Exercise: Scale the stretch from the line containing "Highlight the glossy" through the end of the entries, writing every line out again with its request text unchanged. Multiply each bounding-box coordinate by 1.8 and round to whole numbers, with halves rounded up.

(Object detection data)
• • • • •
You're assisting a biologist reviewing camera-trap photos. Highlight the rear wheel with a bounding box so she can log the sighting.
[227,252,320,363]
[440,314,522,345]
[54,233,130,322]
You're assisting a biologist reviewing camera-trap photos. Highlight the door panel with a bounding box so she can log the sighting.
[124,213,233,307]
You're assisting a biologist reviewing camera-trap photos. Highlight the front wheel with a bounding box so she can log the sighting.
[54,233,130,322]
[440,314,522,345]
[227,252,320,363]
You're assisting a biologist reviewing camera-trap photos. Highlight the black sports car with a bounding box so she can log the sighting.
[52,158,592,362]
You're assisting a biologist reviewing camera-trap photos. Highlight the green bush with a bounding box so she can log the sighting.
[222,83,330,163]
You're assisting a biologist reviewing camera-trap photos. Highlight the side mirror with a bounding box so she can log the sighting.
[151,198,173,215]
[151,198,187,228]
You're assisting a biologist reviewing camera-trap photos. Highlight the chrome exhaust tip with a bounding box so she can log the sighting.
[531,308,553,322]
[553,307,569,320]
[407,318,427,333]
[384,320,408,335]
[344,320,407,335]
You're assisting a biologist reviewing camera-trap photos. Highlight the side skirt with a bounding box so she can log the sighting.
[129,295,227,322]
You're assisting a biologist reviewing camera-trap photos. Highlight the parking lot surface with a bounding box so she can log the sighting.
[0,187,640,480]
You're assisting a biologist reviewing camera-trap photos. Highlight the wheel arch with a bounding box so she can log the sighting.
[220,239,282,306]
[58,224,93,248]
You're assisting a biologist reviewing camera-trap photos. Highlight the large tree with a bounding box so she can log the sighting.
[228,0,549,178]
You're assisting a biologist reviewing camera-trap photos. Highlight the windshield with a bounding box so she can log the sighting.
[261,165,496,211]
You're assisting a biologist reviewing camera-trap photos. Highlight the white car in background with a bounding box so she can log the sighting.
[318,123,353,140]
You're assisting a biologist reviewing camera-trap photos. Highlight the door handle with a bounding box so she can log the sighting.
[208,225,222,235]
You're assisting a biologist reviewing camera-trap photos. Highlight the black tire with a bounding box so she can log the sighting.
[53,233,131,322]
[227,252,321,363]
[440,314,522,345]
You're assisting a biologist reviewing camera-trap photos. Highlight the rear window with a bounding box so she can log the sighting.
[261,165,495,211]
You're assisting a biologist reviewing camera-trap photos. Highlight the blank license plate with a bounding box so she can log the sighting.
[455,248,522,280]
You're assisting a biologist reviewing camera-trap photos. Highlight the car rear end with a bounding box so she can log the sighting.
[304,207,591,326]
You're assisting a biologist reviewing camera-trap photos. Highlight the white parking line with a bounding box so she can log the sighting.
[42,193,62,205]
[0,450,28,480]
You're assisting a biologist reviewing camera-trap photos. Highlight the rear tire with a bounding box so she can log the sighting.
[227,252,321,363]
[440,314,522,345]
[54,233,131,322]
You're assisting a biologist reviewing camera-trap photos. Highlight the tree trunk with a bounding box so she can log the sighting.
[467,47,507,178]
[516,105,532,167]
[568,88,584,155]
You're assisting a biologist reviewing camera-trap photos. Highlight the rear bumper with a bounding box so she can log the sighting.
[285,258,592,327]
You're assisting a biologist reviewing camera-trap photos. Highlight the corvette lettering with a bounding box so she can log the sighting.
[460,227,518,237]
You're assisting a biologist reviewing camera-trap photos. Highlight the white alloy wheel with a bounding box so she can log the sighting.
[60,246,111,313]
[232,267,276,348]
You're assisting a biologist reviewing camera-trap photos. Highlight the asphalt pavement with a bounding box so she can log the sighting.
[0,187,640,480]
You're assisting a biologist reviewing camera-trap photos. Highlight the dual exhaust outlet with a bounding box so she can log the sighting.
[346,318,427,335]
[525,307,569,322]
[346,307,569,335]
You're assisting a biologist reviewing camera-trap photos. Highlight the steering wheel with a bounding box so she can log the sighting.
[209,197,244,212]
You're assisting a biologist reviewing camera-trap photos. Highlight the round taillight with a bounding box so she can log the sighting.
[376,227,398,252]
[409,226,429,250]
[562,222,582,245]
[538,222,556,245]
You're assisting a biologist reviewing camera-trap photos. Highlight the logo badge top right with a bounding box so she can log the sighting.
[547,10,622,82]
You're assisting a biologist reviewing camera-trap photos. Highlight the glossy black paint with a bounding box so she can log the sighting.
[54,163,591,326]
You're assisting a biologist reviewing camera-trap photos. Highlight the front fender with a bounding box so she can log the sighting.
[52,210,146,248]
• • • • •
Exercise solution:
You're assisting a biologist reviewing camera-trap photos. Highlight the glossy black paint with a bounding box so she can log the sighting.
[97,293,1064,587]
You're assisting a biologist reviewing camera-trap photos. Highlight the front fender with a bounding box so she can log the sighting.
[94,378,263,446]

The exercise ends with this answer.